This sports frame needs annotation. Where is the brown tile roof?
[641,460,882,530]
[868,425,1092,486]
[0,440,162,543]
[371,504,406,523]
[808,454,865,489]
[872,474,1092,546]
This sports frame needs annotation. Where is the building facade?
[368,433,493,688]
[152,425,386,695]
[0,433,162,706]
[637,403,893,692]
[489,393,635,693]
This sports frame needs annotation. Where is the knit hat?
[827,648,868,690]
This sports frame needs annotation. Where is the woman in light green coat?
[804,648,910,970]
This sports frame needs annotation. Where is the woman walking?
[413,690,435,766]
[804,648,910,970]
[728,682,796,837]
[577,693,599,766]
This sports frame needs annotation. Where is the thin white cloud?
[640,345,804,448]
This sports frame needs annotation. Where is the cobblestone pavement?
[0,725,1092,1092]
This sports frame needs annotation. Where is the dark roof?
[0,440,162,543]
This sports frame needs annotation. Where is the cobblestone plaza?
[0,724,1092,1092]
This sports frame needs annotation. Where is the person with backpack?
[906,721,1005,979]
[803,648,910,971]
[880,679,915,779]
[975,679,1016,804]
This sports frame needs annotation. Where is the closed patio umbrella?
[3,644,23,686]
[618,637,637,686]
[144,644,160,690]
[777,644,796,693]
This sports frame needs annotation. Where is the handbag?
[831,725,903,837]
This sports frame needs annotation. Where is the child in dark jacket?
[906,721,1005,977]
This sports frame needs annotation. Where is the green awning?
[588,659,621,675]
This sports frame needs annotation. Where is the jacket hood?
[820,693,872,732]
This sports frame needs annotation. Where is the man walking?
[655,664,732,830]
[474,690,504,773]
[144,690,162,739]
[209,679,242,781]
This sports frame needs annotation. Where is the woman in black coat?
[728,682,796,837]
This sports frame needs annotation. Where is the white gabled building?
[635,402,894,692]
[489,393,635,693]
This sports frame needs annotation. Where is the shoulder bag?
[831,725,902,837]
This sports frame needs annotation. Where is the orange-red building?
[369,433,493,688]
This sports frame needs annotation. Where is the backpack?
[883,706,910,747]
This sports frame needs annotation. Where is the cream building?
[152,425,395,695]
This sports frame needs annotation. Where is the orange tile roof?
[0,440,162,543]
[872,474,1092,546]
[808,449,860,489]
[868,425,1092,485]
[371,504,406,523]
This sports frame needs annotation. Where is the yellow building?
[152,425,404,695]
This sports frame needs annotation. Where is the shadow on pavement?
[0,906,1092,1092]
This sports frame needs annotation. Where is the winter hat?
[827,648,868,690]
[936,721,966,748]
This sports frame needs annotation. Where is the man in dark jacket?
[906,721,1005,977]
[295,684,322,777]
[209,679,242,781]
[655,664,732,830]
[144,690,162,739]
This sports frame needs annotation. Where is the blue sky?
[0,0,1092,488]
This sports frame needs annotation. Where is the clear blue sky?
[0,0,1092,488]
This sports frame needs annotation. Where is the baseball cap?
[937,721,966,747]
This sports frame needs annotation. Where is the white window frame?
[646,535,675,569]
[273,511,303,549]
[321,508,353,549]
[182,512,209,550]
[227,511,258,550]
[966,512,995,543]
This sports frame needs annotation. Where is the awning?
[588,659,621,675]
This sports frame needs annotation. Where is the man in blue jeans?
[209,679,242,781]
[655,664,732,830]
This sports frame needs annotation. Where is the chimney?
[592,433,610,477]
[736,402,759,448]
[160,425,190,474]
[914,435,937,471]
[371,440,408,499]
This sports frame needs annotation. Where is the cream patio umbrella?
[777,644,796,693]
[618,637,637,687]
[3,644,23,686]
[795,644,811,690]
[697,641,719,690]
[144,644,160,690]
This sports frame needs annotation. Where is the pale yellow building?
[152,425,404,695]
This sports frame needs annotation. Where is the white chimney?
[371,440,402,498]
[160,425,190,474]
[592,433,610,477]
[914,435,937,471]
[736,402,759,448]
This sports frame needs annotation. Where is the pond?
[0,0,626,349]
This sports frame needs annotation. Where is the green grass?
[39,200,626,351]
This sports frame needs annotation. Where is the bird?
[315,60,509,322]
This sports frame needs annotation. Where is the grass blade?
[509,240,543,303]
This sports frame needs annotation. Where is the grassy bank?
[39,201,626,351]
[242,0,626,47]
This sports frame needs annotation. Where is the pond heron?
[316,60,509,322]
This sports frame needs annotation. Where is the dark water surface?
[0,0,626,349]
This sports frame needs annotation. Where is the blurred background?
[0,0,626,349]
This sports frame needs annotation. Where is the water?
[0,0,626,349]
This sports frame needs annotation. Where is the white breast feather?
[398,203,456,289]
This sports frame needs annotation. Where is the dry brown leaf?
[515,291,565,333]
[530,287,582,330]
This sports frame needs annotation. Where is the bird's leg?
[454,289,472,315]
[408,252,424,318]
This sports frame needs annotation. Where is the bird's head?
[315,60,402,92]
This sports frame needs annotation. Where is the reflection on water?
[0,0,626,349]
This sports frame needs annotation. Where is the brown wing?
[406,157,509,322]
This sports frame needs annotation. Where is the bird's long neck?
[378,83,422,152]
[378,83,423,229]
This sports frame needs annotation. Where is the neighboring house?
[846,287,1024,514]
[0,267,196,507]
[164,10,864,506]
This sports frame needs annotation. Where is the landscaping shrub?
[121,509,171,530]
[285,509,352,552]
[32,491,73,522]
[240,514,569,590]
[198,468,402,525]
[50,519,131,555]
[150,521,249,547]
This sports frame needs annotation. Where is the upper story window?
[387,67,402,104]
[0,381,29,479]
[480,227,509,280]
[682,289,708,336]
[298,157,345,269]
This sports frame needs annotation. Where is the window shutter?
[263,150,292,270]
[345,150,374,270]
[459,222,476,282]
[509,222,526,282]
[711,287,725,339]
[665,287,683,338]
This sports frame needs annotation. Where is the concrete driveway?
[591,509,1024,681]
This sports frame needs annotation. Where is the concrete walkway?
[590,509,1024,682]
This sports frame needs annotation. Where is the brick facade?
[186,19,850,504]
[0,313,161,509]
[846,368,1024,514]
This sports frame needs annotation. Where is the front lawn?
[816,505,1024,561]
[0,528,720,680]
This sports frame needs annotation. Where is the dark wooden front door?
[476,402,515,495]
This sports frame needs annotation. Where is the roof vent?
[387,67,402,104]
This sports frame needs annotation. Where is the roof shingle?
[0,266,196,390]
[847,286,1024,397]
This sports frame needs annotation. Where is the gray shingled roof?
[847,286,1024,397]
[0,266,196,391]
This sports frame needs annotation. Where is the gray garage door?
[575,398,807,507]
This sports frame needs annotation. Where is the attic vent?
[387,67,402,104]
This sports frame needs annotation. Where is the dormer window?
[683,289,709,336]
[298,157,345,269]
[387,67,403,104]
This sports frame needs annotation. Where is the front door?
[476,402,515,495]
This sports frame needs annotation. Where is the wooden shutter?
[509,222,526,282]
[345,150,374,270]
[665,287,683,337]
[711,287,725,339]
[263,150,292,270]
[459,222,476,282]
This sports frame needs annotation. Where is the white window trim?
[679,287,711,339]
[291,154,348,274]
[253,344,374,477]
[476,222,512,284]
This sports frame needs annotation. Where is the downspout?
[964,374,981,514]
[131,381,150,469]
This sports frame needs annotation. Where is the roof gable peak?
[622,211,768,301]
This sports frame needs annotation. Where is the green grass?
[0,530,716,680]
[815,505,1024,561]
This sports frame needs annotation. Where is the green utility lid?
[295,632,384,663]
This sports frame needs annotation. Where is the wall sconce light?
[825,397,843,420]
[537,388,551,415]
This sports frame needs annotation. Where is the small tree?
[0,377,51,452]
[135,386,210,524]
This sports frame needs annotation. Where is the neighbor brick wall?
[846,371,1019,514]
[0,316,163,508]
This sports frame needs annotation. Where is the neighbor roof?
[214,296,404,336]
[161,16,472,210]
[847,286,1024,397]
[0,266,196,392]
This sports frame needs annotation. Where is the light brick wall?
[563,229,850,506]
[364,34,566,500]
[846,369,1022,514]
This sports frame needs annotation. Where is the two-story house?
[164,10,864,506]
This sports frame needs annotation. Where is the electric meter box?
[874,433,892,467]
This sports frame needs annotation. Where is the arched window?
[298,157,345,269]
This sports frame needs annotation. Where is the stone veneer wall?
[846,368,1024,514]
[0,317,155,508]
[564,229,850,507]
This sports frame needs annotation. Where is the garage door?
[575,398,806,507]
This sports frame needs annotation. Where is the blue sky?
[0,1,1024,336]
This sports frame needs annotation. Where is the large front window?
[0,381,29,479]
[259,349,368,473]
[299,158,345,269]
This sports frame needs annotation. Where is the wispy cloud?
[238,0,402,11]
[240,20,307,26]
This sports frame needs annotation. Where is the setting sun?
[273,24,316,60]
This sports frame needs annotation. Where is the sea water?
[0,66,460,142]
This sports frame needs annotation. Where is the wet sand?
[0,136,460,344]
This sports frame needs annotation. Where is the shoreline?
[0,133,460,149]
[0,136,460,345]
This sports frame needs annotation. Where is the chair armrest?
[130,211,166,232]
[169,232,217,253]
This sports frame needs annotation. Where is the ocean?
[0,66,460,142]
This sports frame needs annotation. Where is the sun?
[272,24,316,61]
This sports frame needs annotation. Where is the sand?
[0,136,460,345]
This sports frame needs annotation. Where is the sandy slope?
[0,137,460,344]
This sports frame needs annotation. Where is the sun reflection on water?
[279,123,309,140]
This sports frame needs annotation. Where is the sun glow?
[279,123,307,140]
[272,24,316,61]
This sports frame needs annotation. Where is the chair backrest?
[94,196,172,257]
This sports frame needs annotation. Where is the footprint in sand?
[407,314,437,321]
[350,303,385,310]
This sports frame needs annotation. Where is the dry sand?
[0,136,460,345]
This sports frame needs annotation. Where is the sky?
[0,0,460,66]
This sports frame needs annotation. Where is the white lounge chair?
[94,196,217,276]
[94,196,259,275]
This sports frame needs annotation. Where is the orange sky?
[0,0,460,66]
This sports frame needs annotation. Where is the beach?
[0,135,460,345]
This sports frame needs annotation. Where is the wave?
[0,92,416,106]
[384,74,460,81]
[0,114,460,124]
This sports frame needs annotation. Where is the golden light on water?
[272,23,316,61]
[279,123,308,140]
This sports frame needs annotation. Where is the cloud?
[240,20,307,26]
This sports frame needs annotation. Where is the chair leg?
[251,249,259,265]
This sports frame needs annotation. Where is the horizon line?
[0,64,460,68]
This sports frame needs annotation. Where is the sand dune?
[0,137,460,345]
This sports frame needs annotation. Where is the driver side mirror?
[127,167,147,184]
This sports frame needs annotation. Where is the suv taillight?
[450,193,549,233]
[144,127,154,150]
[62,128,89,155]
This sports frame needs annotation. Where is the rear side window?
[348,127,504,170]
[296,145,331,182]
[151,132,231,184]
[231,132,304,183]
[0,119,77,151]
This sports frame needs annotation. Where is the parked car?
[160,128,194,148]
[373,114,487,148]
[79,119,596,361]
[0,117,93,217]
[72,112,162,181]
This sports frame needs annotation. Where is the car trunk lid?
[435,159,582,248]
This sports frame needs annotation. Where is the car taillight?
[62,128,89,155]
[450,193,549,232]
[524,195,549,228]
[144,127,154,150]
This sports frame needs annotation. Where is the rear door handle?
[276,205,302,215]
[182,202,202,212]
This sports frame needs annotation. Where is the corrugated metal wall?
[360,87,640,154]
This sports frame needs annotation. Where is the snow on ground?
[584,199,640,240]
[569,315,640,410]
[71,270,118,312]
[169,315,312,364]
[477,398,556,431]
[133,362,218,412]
◇ ◇ ◇ ◇ ◇ ◇ ◇
Please replace "knit hat" with "wool cap" in the listing from its first line through the line containing "[0,724,1092,1092]", inclusive, and give only those lines, with nothing else changed.

» **Reply**
This sports frame needs annotation. Where is the brown tile roof?
[641,460,882,530]
[868,425,1092,486]
[0,440,162,543]
[371,504,406,523]
[808,454,865,489]
[872,474,1092,546]
This sports frame needs annotation. Where is the building facade?
[368,433,493,688]
[152,425,386,695]
[0,433,162,706]
[637,403,893,692]
[489,393,635,693]
This sports frame needs annotation. Where is the wool cap?
[827,648,868,690]
This sports frame needs annotation. Where is the woman in light green coat?
[804,648,910,970]
This sports frame needs annotation. Where is the woman walking?
[413,690,435,766]
[804,648,910,970]
[728,682,796,837]
[577,693,599,766]
This sports frame needs annotation. Where is the thin white cloud?
[640,345,804,448]
This sports frame needs annotation. Where is the cobblestone pavement?
[0,725,1092,1092]
This sports frame needs annotation. Where is the dark roof?
[0,440,162,543]
This sports frame needs annotation. Where is the cobblestone plaza?
[0,724,1092,1092]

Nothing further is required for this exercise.